Строки списка:
^^^^

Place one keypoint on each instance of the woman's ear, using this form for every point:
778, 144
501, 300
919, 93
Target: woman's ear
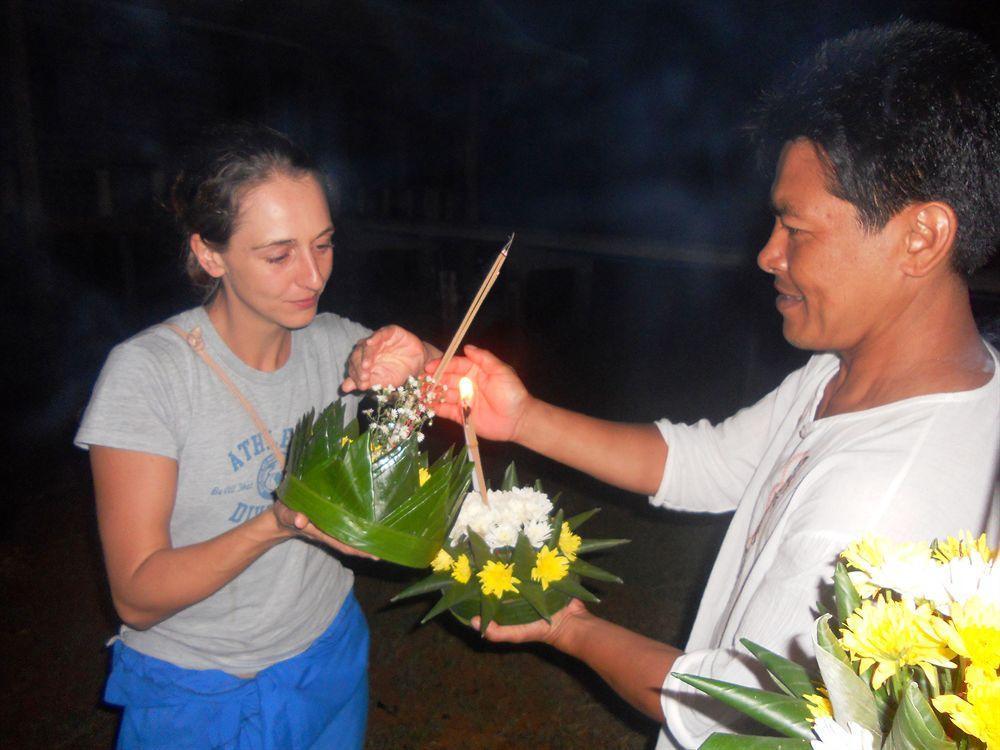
930, 237
209, 259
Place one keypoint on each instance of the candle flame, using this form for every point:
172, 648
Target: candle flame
465, 391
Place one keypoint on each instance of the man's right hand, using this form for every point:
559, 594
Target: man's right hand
500, 401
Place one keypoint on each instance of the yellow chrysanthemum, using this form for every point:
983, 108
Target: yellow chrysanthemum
872, 554
549, 566
963, 546
461, 571
569, 542
979, 713
443, 561
892, 635
974, 632
496, 578
819, 707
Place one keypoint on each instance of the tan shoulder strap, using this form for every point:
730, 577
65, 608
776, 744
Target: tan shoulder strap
197, 343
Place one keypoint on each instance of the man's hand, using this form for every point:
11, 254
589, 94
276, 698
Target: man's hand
540, 631
298, 524
387, 357
501, 399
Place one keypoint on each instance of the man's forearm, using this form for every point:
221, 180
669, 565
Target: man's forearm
634, 666
630, 456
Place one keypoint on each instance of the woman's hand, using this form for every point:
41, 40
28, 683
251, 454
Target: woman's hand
387, 357
500, 402
298, 524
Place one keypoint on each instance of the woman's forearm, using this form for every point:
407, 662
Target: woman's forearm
630, 456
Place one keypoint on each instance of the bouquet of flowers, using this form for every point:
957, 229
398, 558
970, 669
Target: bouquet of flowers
511, 560
376, 491
910, 660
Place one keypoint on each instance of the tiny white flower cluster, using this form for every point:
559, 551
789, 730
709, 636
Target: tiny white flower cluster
509, 513
399, 412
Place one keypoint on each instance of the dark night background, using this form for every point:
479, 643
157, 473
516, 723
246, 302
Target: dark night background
607, 135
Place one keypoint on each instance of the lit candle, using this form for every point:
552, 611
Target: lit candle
466, 392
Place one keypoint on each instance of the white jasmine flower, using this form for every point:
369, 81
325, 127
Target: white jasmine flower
832, 736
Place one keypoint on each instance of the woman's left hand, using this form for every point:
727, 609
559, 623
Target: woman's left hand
388, 357
298, 524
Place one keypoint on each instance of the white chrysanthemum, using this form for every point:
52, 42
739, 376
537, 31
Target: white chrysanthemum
538, 532
502, 534
832, 736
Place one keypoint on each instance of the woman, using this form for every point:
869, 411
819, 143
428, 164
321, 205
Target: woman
240, 627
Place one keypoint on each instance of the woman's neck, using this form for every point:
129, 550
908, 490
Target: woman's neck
258, 342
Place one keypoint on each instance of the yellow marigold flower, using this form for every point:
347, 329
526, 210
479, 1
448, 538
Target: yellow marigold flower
569, 542
819, 707
549, 566
496, 578
461, 571
963, 546
443, 561
893, 634
974, 631
978, 713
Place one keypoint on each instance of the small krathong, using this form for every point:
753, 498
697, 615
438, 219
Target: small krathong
910, 660
512, 561
376, 491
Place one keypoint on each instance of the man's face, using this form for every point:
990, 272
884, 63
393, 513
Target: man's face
838, 286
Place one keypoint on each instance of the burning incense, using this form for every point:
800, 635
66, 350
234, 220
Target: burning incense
466, 392
474, 306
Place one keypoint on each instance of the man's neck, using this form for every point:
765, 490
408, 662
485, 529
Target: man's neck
933, 346
259, 343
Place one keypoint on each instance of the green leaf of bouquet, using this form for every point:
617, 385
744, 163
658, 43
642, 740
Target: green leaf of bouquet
572, 587
487, 612
782, 713
532, 593
594, 545
433, 582
719, 741
916, 726
789, 676
851, 697
480, 549
579, 519
584, 568
846, 595
509, 478
460, 592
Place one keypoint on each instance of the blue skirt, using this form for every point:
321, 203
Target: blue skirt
313, 701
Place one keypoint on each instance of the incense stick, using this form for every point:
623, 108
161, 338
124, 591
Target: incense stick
477, 301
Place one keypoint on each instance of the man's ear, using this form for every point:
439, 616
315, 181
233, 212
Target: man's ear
930, 237
209, 259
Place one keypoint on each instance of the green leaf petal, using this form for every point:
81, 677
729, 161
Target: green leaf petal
851, 697
433, 582
584, 568
846, 595
916, 726
719, 741
784, 714
792, 678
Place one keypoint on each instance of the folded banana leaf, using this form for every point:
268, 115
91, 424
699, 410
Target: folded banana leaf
378, 505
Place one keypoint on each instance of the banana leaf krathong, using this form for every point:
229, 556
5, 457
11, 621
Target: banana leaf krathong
528, 600
394, 505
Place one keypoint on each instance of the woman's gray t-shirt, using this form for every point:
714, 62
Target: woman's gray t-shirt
156, 395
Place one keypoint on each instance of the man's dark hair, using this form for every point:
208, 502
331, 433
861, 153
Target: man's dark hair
902, 113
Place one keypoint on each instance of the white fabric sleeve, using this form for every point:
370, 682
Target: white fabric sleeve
780, 619
709, 466
134, 405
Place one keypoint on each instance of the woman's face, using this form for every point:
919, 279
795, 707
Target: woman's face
280, 255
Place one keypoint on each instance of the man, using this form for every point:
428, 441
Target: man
886, 198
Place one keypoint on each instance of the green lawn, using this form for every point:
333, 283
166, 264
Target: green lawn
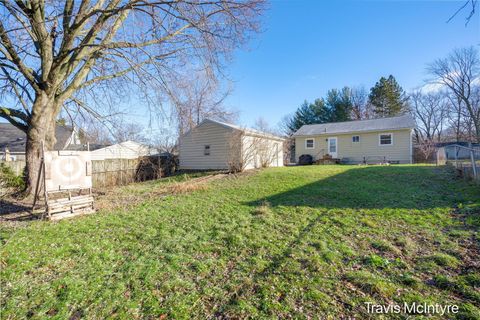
298, 242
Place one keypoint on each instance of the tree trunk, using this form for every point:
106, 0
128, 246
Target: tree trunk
41, 128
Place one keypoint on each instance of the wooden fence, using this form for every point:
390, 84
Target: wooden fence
16, 166
114, 172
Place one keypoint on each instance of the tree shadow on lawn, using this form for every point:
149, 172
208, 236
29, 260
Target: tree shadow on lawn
377, 187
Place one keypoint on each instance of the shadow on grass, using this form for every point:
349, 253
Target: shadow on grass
375, 187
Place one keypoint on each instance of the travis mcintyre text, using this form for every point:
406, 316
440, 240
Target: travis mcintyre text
411, 308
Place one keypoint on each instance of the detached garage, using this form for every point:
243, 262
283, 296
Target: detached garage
223, 146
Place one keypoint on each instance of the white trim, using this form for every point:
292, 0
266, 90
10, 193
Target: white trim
306, 147
384, 134
336, 146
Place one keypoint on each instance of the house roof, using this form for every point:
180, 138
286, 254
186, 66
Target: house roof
15, 139
392, 123
248, 131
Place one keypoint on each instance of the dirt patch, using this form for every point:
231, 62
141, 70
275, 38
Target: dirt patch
111, 200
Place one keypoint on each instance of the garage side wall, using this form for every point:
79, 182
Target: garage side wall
257, 150
193, 145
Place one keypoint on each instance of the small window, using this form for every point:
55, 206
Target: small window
385, 139
309, 144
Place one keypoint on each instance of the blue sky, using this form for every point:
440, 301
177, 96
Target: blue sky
309, 47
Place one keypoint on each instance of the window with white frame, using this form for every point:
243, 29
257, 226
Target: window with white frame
309, 143
385, 139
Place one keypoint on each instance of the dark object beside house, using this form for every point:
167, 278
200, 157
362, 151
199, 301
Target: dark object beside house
305, 159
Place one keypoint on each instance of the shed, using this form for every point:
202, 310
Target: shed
224, 146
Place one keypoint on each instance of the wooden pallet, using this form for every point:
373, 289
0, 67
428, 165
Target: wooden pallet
57, 207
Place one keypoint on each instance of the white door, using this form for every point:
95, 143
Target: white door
332, 146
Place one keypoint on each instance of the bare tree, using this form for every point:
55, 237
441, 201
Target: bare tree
198, 98
460, 73
70, 54
430, 111
426, 148
470, 6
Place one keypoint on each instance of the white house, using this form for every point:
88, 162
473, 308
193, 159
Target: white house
223, 146
123, 150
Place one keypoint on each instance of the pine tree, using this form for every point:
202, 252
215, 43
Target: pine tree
339, 103
309, 113
388, 98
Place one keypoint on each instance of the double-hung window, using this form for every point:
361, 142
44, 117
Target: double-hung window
309, 143
385, 139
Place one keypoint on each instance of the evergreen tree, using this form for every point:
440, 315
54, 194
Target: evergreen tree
309, 113
388, 98
339, 104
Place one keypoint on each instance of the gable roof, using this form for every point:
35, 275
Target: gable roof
247, 131
392, 123
15, 139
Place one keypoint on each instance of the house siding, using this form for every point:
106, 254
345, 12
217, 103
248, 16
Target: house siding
275, 152
224, 148
124, 150
368, 147
192, 147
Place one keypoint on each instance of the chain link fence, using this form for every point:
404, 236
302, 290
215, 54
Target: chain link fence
466, 160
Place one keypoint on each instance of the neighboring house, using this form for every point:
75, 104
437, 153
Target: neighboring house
370, 141
123, 150
14, 140
217, 145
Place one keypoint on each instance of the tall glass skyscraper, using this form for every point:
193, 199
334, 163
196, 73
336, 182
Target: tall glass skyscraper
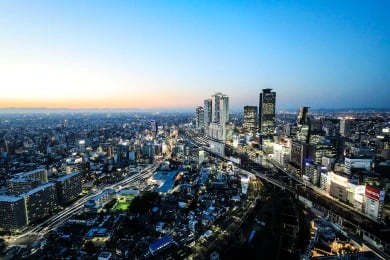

^^^^

Задание: Представьте часть списка, начиная со строки, в которой есть «Place one keypoint on each instance of the chain», и заканчивая последней строкой списка, в виде таблицы Markdown с колонками «№» и «Строка», пропустив пустые строки. Картинки в ответ не включайте.

Полное решение:
| № | Строка |
|---|---|
| 1 | Place one keypoint on each instance of the chain link fence, using this form for every point: |
| 2 | 404, 236 |
| 3 | 302, 290 |
| 4 | 215, 54 |
| 5 | Target: chain link fence |
| 6 | 466, 160 |
| 7 | Place one keypoint on each instance of the neighboring house, using this form for every point: |
| 8 | 75, 104 |
| 9 | 437, 153 |
| 10 | Target: neighboring house |
| 11 | 370, 141 |
| 12 | 123, 150 |
| 13 | 14, 140 |
| 14 | 217, 145 |
| 15 | Place one keypoint on each instance of the tall glass skyscraper, using this form for every point: |
| 16 | 193, 199 |
| 17 | 334, 163 |
| 18 | 196, 73 |
| 19 | 336, 182 |
| 20 | Target: tall glass skyscraper |